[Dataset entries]
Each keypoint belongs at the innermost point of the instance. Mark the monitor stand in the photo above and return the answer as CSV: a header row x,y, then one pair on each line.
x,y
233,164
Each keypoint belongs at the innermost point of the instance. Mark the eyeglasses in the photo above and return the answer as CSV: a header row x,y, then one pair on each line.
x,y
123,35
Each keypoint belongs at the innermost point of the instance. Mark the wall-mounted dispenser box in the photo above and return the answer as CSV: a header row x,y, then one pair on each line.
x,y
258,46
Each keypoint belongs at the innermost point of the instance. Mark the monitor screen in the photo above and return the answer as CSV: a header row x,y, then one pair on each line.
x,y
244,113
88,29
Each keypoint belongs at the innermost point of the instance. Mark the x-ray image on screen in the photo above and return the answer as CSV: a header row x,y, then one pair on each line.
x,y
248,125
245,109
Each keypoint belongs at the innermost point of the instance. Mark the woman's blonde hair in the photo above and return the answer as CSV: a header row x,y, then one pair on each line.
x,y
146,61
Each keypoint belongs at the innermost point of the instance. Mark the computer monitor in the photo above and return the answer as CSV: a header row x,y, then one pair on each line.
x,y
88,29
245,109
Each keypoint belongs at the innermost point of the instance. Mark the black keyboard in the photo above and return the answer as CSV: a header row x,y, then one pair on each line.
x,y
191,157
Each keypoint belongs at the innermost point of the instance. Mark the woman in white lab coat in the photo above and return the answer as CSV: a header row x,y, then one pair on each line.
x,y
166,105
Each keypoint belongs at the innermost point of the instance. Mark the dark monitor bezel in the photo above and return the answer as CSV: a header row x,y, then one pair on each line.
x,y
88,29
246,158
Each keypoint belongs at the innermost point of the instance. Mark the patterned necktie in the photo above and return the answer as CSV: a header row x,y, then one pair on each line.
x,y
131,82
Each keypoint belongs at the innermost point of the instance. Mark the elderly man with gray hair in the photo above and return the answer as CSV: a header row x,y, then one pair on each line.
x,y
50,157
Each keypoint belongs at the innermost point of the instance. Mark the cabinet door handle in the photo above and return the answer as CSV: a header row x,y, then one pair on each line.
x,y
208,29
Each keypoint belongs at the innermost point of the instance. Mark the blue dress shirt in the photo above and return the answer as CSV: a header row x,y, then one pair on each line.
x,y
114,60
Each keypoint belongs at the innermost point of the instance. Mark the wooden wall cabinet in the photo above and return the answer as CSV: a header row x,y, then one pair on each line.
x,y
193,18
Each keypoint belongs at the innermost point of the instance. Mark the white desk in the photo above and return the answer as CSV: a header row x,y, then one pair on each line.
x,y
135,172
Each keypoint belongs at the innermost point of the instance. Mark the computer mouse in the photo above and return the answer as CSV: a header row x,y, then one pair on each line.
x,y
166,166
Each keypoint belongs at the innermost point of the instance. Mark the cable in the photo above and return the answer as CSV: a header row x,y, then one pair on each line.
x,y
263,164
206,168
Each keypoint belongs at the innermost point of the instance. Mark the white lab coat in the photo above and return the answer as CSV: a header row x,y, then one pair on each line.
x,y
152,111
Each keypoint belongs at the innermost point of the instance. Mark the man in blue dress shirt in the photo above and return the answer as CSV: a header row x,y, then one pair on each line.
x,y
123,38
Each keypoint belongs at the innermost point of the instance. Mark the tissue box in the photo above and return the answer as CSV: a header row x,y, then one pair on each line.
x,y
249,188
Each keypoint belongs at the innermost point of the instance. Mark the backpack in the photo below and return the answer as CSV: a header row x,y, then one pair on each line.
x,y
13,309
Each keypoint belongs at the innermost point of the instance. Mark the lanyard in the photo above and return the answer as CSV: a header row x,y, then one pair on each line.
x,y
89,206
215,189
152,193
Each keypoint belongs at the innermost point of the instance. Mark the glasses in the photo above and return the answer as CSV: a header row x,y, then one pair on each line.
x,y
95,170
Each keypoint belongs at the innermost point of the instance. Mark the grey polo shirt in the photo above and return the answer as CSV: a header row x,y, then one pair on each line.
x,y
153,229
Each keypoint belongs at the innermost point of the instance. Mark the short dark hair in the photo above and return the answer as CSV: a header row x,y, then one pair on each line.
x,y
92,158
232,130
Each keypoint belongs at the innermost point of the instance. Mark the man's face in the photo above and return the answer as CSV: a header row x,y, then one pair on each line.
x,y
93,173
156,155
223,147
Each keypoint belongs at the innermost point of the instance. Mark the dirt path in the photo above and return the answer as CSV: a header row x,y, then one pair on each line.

Your goal ::
Copy every record precisely, omitting nothing.

Worked solution ::
Each keypoint belongs at the innermost point of the instance. Mark the monitor stand in the photo above and return the answer as CSV: a header row x,y, then one pair on each line.
x,y
233,164
Each keypoint belongs at the innermost point of the instance. Mark the eyeglasses in the photo above and return the answer as CSV: a header row x,y, then one pair on each line.
x,y
123,35
Each keypoint belongs at the innermost point of the instance. Mark the wall-mounted dispenser box in the photo above and return the answer as CSV: a header row x,y, then one pair on each line.
x,y
258,46
Each keypoint belongs at the innermost point of the instance. Mark the monitor screen in the photo above and return the answer as CSV: a header row x,y, then one pair on each line.
x,y
244,113
88,29
Each keypoint belongs at the innermost point of the instance. Mark the x-ray image on screen in the photo above and return the answer as CSV: a header row x,y, then one pair on each line.
x,y
248,125
245,109
Each keypoint belongs at the innermost point of the instance. Mark the woman's blonde hair in the photo above and return the answer as CSV: a header row x,y, then one pair on each line.
x,y
146,61
Each keypoint belongs at the innermost point of the instance. Mark the computer monitor in the photo above and return the answer as CSV: a header row x,y, then one pair on each line.
x,y
88,29
245,109
Each keypoint belongs at the innermost point of the instance. Mark the black keyboard in the photo above and return the answer as CSV: a header row x,y, then one pair on each line.
x,y
191,157
Each keypoint belongs at the innermost point of the instance. Mark the woman in white lab coat in the photo above and return the answer as CSV: a header row x,y, then one pair on each line.
x,y
166,105
Each keypoint belongs at the innermost point of the instance. Mark the dark monitor bezel in the photo above and return the answer as CSV: a header row x,y, then one pair on each line.
x,y
88,29
246,158
Each keypoint belongs at the innermost point of the instance. Mark the patterned necktie in the photo above and return the answer as CSV: a header row x,y, then one pair on each line.
x,y
131,82
Each keypoint belongs at the innermost point of the instance. Mark the elderly man with gray hair in the photo above and return the answer as CSV: a header row x,y, then one pair on each line.
x,y
50,157
Each keypoint belongs at the innermost point of the instance. Mark the cabinet door handle in the photo above and return the answer as CSV: a header row x,y, then one pair on each line.
x,y
208,29
Each keypoint belongs at the innermost point of the instance. Mark the blue dress shirt in the photo above and return the answer as CSV: a header row x,y, then one pair on each line.
x,y
114,60
Each keypoint belongs at the innermost point of the instance. Mark the wooden wall cabinet in the photo above and return the answer as CSV: a header row x,y, then one pair on each line.
x,y
193,18
Each keypoint belongs at the innermost point of the instance. Mark the white desk in the photo above and return the answer as CSV: a header row x,y, then one pair on each line.
x,y
135,172
Each keypoint belongs at the innermost point of the instance. Mark the computer mouse in the photo above and return the answer as CSV: a header row x,y, then one pair on each line.
x,y
166,166
Each keypoint belongs at the innermost point of the instance. Mark the cable in the photo above and return the answer as CSV: a header row x,y, then one pair on each line.
x,y
263,164
206,168
Each keypoint belongs at the innermost point of the instance. Mark the white lab coat in the photo above and return the answer as CSV: a header row x,y, then one pair on each line.
x,y
152,111
Each keypoint belongs at the innermost point of the instance. Mark the man in blue dress shirt in the photo above and return the answer as CSV: a header row x,y, then one pair on each line.
x,y
123,38
Each keypoint belongs at the innermost point of the instance. Mark the tissue box in the photo above and return the answer as CSV: a header row x,y, then one pair on each line.
x,y
249,188
Each keypoint belongs at the innermost point of the instance. Mark the backpack in the photo below and return the answer as CSV: a header row x,y, then one pair on each line.
x,y
13,309
Each keypoint belongs at the innermost point of the instance. Mark the lanyard in the photo above and return the answer as CSV: a header row x,y, then one pair on each line.
x,y
89,206
215,189
152,193
Each keypoint belongs at the innermost point of the instance. Mark the glasses in the photo above and return the answer as CSV: a header row x,y, then one pair on each line.
x,y
95,170
Each keypoint belongs at the innermost point of the instance. Mark the grey polo shirt in the photo above and return the answer as CSV: a header row x,y, then one pair on each line.
x,y
153,229
Each keypoint belongs at the innermost point of the instance. Mark the short dark hair in the photo above and return the answer as CSV: a header row x,y, then one pair on each line.
x,y
92,158
232,130
Each keypoint belongs at the innermost point of the instance. Mark the man's face in the photo above and return the answer as CSV: a header row x,y, then one pair on each line.
x,y
93,173
156,155
223,147
Each keypoint belongs at the innermost point of the instance. Mark the dirt path in the photo above and return the answer as CSV: a header row x,y, then one pair on each line.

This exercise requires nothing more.